Each line of the listing below, from the very first to the one that contains "Target: thin tree trunk", is to be retyped exactly as it stands.

──────── PROVIDED DATA ────────

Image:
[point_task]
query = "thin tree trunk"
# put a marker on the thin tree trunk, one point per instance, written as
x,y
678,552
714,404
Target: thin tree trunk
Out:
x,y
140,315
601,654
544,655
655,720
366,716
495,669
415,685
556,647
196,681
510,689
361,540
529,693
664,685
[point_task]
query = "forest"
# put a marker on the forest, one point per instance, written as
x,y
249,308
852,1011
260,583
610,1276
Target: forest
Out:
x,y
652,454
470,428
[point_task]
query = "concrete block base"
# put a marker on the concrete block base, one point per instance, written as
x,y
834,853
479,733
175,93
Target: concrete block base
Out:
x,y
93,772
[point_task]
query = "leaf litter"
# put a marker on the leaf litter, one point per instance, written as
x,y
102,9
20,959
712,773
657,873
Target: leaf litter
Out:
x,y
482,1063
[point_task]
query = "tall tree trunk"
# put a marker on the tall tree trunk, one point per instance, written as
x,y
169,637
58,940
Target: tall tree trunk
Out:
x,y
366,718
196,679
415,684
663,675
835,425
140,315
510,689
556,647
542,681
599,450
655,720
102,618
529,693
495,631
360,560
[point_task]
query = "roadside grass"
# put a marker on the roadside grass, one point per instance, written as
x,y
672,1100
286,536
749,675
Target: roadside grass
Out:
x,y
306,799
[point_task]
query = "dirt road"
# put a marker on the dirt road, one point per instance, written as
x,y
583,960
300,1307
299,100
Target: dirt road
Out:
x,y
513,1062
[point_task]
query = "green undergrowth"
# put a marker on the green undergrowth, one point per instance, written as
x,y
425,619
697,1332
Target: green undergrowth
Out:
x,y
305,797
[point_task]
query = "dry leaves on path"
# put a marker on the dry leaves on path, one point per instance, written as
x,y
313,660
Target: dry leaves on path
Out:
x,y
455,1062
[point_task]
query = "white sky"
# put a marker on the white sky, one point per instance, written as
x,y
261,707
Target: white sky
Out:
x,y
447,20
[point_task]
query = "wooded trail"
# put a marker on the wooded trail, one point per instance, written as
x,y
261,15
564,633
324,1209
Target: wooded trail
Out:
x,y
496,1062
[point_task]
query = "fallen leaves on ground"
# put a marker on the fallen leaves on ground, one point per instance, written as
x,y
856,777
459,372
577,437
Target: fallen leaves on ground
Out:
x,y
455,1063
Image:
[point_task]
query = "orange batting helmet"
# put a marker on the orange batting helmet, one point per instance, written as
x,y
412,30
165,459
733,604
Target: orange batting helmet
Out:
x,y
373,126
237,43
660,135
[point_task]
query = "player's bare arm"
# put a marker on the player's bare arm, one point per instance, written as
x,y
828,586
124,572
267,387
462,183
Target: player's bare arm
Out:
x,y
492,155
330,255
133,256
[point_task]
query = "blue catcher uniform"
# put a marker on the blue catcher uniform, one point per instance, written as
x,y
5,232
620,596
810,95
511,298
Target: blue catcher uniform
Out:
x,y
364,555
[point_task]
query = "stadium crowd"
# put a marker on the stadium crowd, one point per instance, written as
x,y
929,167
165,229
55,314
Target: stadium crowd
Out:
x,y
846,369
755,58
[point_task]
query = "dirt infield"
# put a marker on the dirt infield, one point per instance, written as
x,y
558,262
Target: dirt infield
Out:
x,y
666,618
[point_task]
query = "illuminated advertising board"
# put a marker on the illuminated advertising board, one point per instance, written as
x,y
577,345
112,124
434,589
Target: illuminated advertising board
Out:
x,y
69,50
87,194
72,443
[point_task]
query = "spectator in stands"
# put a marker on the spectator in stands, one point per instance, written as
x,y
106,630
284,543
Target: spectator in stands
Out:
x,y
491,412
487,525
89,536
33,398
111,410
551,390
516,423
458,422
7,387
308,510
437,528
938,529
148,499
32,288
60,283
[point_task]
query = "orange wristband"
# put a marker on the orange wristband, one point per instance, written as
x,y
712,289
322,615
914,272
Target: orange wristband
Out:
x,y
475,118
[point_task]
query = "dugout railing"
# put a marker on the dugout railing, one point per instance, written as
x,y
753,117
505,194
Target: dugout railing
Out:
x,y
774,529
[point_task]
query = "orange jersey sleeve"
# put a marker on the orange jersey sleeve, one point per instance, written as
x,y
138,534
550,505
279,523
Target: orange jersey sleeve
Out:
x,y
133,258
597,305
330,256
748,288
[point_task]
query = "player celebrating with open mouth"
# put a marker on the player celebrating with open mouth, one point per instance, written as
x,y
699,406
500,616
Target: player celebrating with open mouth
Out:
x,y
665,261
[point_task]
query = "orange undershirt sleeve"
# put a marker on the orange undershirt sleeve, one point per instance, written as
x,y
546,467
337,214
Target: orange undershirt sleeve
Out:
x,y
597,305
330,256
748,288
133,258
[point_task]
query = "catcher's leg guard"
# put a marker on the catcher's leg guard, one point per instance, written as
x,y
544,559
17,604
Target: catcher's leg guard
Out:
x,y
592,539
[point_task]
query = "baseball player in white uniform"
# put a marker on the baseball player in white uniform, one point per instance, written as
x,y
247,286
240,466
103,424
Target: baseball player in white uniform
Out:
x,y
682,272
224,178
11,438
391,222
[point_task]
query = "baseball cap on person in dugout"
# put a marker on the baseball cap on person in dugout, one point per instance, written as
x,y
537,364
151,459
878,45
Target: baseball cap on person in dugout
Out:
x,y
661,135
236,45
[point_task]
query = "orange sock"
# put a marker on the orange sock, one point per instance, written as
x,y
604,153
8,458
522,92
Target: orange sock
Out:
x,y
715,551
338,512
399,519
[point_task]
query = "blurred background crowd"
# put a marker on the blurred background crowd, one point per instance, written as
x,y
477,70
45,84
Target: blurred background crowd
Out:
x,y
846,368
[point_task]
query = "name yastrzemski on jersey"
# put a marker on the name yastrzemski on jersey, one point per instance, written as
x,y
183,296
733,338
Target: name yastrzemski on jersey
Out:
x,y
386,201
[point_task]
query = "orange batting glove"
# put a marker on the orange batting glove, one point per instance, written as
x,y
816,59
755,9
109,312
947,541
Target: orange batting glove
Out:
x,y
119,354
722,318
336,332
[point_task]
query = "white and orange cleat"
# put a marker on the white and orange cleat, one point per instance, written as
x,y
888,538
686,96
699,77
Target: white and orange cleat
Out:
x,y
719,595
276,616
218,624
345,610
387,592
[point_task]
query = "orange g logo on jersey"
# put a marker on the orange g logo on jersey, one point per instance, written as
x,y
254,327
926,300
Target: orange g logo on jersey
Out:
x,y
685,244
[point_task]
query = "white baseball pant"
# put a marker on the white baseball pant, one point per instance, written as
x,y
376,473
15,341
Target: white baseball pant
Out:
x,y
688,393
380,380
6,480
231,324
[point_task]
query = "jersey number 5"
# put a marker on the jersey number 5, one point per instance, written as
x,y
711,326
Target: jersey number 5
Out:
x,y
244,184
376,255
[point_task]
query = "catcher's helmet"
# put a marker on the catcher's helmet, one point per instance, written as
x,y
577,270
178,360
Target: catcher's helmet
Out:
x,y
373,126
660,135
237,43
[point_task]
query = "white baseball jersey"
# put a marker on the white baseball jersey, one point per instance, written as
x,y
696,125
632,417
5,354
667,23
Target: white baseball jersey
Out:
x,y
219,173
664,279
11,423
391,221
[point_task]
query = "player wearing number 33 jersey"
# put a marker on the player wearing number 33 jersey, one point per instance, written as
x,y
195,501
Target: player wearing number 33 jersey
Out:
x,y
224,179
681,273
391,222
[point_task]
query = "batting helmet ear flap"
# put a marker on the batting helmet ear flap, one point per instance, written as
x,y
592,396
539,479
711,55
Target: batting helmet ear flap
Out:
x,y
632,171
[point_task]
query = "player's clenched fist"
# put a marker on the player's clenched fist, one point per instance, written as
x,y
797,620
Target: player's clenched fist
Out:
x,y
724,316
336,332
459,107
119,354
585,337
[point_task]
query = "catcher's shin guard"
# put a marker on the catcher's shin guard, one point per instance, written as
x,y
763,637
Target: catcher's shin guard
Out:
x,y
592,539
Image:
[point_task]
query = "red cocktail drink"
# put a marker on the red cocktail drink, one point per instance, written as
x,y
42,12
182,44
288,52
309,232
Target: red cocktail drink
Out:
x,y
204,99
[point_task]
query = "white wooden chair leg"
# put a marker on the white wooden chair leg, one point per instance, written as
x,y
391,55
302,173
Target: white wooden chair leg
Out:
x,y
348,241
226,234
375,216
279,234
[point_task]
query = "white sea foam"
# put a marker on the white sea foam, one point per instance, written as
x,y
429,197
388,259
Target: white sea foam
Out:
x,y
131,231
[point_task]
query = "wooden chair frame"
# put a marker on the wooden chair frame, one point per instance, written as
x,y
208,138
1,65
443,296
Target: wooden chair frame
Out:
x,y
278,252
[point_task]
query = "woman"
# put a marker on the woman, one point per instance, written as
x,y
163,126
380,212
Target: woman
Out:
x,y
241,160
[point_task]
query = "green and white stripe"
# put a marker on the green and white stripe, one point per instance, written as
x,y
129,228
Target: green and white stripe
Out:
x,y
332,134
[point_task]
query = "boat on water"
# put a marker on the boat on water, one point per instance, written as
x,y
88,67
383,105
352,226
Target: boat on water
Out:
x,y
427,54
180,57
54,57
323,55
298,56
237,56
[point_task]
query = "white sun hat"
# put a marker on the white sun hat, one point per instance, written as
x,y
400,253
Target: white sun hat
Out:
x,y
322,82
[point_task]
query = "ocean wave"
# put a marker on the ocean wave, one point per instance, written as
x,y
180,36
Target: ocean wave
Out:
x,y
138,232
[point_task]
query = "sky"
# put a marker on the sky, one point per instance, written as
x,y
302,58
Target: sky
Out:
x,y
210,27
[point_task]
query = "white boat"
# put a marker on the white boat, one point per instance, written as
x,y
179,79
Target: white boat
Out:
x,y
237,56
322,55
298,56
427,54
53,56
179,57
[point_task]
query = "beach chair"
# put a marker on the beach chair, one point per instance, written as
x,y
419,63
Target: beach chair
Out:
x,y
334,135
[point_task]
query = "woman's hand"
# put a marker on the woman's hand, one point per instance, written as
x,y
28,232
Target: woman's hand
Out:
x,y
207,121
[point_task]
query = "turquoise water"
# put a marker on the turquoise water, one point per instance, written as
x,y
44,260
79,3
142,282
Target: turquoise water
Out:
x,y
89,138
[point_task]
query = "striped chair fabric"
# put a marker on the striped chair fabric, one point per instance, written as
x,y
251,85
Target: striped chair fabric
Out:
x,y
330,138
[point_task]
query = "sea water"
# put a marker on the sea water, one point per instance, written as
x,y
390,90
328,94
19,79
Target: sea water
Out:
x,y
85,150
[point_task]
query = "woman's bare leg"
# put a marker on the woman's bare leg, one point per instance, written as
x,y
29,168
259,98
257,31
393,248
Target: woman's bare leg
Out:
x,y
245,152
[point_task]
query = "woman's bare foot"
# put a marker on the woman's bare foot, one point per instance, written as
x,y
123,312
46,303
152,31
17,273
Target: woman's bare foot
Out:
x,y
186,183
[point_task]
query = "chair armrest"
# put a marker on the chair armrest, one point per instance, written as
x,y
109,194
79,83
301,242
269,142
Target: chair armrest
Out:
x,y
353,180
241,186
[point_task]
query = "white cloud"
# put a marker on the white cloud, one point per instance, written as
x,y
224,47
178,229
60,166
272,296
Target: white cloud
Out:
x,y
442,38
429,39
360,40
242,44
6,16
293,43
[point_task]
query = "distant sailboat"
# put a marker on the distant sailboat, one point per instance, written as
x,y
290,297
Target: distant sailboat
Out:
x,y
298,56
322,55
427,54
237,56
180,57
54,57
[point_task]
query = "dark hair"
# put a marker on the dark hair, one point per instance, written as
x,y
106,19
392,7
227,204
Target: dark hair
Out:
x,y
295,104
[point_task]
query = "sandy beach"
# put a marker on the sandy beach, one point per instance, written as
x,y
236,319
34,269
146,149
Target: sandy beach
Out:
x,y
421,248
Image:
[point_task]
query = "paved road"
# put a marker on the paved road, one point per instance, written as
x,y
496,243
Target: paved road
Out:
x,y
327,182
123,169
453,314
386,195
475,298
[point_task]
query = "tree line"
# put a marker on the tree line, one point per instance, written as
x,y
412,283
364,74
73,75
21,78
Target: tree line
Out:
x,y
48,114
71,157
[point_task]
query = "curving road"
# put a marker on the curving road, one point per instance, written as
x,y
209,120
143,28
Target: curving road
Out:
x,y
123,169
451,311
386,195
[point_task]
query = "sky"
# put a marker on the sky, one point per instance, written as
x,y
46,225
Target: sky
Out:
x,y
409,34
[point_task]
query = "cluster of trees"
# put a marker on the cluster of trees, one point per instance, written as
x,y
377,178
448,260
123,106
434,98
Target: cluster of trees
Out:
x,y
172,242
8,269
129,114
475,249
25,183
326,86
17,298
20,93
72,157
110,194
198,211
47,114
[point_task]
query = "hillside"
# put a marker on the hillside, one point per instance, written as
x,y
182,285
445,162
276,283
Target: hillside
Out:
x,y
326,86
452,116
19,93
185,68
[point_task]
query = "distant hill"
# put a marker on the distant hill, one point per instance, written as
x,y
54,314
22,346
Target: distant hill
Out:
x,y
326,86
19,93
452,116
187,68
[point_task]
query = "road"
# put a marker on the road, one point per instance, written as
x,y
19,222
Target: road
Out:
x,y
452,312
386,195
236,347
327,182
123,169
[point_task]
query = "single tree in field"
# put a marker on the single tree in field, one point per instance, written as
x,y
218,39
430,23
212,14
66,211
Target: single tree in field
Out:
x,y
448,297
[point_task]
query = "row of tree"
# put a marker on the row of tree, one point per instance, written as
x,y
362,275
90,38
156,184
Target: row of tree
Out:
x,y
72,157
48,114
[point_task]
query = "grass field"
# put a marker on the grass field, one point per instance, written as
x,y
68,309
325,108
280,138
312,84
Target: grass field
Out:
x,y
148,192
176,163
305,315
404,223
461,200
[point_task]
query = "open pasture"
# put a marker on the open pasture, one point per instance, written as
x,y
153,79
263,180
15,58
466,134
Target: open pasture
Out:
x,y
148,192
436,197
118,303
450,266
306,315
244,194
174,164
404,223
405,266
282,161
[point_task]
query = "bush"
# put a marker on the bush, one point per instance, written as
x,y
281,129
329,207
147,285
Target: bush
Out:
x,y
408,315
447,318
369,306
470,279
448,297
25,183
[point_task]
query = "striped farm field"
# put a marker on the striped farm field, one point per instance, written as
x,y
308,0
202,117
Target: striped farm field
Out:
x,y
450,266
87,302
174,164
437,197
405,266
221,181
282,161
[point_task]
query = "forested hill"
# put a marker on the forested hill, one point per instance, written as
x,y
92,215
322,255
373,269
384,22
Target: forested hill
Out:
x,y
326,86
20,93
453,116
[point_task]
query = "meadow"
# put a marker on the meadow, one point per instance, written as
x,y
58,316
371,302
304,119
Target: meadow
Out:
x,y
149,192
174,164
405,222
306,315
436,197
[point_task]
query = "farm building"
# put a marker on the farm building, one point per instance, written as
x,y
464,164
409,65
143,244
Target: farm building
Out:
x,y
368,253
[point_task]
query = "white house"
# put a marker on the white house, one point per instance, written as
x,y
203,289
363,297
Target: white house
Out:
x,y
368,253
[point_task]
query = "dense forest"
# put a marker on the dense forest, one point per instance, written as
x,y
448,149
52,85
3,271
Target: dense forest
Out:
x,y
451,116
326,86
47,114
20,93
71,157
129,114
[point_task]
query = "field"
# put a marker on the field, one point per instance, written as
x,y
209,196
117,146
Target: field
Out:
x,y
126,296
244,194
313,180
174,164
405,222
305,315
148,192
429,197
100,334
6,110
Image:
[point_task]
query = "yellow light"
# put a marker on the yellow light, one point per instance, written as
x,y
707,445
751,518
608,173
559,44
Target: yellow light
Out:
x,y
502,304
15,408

────────

• SOLUTION:
Image:
[point_task]
query = "thin tree trunk"
# put a marker on the thin tree trunk, one point per instance, written as
x,y
678,552
714,404
Target: thin tree trunk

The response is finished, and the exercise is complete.